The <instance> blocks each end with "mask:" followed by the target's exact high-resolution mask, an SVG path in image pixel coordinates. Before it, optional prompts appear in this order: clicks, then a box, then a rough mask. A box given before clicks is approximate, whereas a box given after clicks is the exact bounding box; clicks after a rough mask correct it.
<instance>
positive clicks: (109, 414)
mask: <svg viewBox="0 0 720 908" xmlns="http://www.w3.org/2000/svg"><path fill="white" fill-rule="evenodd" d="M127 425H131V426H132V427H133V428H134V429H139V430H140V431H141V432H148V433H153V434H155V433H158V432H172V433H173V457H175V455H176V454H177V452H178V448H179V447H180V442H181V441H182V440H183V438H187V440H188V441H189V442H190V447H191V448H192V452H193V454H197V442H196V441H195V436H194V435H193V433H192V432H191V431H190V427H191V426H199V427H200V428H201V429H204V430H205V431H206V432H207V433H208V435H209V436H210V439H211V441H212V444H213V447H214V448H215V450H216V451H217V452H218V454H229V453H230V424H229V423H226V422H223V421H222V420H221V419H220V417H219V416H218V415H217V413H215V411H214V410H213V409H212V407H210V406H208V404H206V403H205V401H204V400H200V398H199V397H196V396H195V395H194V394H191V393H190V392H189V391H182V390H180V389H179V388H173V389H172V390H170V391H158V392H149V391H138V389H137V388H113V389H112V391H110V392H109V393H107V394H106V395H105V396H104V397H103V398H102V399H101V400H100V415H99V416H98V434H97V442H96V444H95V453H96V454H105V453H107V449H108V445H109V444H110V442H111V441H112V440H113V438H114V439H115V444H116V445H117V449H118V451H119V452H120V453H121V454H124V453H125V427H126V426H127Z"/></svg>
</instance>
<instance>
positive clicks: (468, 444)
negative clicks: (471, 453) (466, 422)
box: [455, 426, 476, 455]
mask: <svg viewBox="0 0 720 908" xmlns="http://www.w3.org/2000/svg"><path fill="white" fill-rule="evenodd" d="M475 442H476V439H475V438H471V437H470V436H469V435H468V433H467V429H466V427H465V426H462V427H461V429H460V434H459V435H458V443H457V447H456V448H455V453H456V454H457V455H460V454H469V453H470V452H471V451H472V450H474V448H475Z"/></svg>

══════════════════════════════

> _Work to complete_:
Look through the data above. Copy every line with the string "instance" in it.

> _Written response_:
The <instance> blocks each end with "mask:" followed by the target's exact high-resolution mask, an SVG path in image pixel coordinates. Before it, optional prompts appear in this order: clicks, then a box, then a rough mask. A box given before clicks is approximate, whereas a box given after clicks is the exact bounding box; clicks after a rough mask correct it.
<instance>
</instance>
<instance>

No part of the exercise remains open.